(THINGS TO DO):
[1] Edit the article on the Japanese-American military exhibit by rewriting the part that opens with the words "The exhibit prepared" and closes with "could be readied.", putting "lamp posts" in place of "telephone poles".
[2] According to the article on the Japanese-American military exhibit, why did horse stalls at the Santa Anita Race Track serve as homes for most San Diego families at first?

(DOCUMENT PASSAGE):
Compelling exhibit on Japanese-Americans in the military at Veterans Memorial Museum
February 10, 2010
San Diego Sightseeing Examiner by Donald H. Harrison
SAN DIEGO—Probably no event has seared into the consciousness of the Japanese-American community more painfully than their forced relocation from their homes on the West Coast of the United States to internment camps in the interior of the country during World War II.
This is the central portion of an exhibit at the Veterans Memorial Museum in Balboa Park that compellingly examines the 20th century history of Japanese American soldiers from San Diego.
Photo: Veterans Memorial Museum in Balboa Park, San Diego.
The exhibit prepared by the Japanese American Historical Society of San Diego will be on view through the end of May 2010.
A few months after Japan’s military forces bombed Pearl Harbor on December 7, 1941, notices were posted on telephone poles and on walls in San Diego neighborhoods where Japanese Americans were known to live. Families were given one week to pack their belongings and prepare for relocation to the interior. Initially most families from San Diego were taken to the Santa Anita Race Track, where horse stalls served as their temporary homes until an internment camp at Poston, Arizona, could be readied.

(MATERIAL SHOWN):
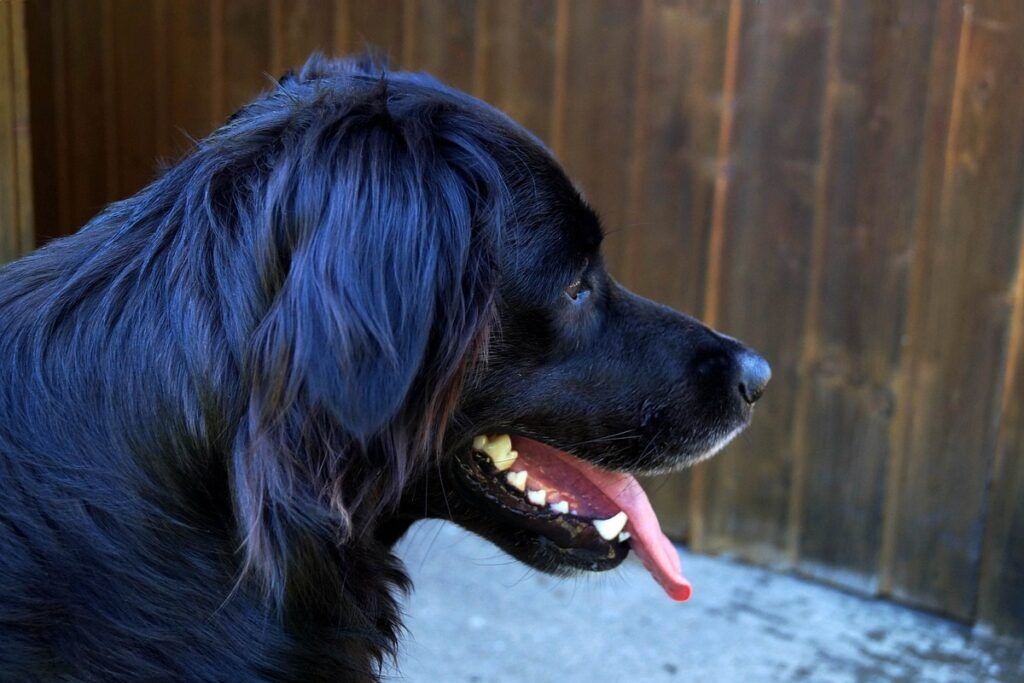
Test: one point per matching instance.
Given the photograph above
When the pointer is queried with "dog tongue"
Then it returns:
(647, 540)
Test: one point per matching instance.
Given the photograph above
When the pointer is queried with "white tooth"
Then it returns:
(517, 479)
(537, 497)
(500, 451)
(609, 528)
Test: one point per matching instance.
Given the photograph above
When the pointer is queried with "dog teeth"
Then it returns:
(517, 479)
(499, 449)
(539, 498)
(609, 528)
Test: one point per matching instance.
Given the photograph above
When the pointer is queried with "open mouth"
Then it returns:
(590, 515)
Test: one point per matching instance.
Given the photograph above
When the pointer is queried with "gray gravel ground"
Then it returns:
(478, 616)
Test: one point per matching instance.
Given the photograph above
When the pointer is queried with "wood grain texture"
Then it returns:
(598, 109)
(379, 26)
(762, 290)
(192, 109)
(15, 162)
(135, 138)
(89, 172)
(245, 54)
(299, 28)
(872, 122)
(839, 183)
(515, 68)
(445, 34)
(960, 330)
(1000, 602)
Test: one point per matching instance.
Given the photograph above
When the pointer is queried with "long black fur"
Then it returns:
(210, 392)
(224, 398)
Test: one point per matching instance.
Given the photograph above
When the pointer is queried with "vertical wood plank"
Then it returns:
(445, 41)
(134, 117)
(15, 164)
(246, 53)
(299, 29)
(40, 48)
(87, 92)
(193, 109)
(958, 331)
(764, 260)
(675, 132)
(873, 116)
(516, 69)
(600, 74)
(378, 26)
(1000, 601)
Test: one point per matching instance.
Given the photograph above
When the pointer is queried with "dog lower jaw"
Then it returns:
(687, 462)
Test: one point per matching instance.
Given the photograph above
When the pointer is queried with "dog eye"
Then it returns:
(577, 288)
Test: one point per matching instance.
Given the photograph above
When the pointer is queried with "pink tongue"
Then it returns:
(648, 542)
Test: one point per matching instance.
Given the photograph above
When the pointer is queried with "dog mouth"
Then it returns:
(589, 515)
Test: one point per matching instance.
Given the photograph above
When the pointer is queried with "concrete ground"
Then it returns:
(478, 616)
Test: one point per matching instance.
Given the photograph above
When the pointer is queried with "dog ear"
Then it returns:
(379, 271)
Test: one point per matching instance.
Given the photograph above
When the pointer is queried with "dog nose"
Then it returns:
(754, 375)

(RESULTS IN ORDER):
[1]
The exhibit prepared by the Japanese American Historical Society of San Diego will be on view through the end of May 2010.
A few months after Japan’s military forces bombed Pearl Harbor on December 7, 1941, notices were posted on lamp posts and on walls in San Diego neighborhoods where Japanese Americans were known to live. Families were given one week to pack their belongings and prepare for relocation to the interior. Initially most families from San Diego were taken to the Santa Anita Race Track, where horse stalls served as their temporary homes until an internment camp at Poston, Arizona, could be readied.

[2] The stalls were only temporary homes. Families stayed there until the internment camp at Poston, Arizona, could be readied.